**What needs to be done**:
Retype, without any change, the line that contains "Could you point out the triangular" and every line that follows it to the end of the entries, and nothing else.

(Extracted records)

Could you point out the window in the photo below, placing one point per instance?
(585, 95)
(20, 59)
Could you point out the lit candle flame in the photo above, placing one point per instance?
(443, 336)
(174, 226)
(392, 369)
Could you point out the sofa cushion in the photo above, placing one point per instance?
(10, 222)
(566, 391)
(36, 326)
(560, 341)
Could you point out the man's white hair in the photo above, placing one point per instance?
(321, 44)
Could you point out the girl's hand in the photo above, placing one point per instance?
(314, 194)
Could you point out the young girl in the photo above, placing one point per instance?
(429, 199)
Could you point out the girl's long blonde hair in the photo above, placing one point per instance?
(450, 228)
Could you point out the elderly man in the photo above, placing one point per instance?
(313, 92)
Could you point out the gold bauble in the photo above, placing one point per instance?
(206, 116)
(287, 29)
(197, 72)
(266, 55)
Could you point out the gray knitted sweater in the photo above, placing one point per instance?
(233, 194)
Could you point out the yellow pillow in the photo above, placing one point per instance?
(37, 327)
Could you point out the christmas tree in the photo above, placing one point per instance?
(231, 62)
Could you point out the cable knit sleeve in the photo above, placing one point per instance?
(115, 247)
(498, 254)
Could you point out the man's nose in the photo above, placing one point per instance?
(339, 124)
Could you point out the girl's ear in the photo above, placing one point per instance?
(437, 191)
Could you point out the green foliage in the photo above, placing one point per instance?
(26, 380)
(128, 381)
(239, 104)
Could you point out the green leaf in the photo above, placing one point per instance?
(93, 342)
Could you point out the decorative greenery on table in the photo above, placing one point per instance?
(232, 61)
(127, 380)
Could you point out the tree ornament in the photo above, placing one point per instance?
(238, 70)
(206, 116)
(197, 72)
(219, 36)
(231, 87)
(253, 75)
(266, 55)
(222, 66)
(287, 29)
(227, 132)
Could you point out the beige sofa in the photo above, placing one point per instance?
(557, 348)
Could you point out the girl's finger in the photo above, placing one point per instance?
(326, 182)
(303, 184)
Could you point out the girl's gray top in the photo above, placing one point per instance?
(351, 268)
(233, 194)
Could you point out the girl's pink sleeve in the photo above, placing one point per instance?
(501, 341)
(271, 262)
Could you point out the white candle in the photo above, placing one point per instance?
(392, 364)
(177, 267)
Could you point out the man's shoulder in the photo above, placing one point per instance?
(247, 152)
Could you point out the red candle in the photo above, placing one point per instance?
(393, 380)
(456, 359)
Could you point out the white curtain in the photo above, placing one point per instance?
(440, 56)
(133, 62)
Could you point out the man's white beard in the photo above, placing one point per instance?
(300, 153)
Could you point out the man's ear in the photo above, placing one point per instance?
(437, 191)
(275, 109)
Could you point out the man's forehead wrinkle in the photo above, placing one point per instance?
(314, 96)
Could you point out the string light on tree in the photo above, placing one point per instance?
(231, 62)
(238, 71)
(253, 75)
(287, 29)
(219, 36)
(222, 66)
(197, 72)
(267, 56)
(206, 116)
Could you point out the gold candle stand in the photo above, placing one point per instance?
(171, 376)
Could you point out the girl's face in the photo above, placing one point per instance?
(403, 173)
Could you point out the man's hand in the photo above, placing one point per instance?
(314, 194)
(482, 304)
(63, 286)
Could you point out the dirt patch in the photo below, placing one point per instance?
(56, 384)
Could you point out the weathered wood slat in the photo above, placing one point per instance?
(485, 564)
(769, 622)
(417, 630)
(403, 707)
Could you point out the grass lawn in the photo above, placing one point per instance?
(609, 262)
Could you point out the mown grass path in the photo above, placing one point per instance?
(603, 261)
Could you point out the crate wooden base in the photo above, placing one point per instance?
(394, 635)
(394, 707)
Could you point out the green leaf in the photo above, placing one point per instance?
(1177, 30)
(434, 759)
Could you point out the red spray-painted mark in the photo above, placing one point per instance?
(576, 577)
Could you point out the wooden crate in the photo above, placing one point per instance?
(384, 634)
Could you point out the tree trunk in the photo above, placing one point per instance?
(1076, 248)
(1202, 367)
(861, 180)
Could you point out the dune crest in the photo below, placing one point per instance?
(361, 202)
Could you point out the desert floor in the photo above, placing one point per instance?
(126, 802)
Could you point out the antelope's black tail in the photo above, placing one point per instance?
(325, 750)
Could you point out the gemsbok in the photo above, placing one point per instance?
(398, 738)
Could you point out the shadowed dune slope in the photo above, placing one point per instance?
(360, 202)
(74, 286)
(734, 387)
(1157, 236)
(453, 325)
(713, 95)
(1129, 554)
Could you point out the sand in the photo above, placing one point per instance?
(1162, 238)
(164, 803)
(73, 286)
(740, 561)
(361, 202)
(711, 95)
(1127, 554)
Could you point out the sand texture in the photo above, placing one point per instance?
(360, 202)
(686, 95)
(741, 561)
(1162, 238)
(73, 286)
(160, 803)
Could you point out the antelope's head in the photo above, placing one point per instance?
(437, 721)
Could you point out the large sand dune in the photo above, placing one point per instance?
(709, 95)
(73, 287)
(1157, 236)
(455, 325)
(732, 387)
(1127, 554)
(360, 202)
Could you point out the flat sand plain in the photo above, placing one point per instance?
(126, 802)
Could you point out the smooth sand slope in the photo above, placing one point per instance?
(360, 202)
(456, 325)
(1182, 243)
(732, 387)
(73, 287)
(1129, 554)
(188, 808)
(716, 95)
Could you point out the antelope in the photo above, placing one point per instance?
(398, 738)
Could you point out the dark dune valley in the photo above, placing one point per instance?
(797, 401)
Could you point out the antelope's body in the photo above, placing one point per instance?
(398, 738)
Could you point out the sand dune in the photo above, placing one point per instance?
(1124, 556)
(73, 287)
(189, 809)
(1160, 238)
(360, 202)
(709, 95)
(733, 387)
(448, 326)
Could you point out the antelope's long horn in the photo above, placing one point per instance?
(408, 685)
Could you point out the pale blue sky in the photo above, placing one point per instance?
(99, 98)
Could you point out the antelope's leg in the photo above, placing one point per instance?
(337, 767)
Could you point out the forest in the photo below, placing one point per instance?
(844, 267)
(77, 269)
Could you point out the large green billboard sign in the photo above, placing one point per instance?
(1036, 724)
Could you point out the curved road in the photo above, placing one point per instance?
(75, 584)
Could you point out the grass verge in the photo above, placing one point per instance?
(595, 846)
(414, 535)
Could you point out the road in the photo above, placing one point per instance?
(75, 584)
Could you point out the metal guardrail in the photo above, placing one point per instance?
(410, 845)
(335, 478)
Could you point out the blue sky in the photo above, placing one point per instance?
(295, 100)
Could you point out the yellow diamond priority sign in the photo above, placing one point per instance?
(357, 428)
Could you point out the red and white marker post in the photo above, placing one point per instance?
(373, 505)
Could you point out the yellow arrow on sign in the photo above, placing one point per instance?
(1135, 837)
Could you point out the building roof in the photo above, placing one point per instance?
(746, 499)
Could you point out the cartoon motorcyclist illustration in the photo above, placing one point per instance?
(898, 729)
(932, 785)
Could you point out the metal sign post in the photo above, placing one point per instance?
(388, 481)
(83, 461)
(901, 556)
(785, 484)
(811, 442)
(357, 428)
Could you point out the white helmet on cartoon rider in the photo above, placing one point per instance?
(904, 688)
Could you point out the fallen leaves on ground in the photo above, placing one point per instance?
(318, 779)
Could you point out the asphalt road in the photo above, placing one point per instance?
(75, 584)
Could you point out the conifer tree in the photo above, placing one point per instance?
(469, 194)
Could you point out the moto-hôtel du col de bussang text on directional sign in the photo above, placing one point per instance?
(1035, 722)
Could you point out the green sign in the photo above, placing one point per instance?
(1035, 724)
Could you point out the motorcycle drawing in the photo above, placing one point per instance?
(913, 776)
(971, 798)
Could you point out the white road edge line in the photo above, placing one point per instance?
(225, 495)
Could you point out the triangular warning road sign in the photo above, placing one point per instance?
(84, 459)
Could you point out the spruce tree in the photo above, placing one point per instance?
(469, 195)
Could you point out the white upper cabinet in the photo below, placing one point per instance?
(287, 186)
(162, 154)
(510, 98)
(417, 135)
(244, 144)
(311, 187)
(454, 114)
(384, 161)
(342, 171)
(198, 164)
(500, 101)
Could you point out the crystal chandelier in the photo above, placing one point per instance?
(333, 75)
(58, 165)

**Expected answer**:
Could you point out the triangular warning road sign in the photo above, placing one point per instance?
(84, 459)
Could you point out the spruce tree in the photo above, placing one point per instance?
(469, 195)
Could you point out the white upper cabinet in the photo below, placing one point per instance?
(287, 186)
(162, 154)
(510, 98)
(417, 135)
(244, 144)
(311, 187)
(454, 114)
(384, 161)
(342, 171)
(198, 164)
(500, 101)
Could you point out the crystal chandelier in the photo above, placing one point per instance?
(333, 75)
(58, 165)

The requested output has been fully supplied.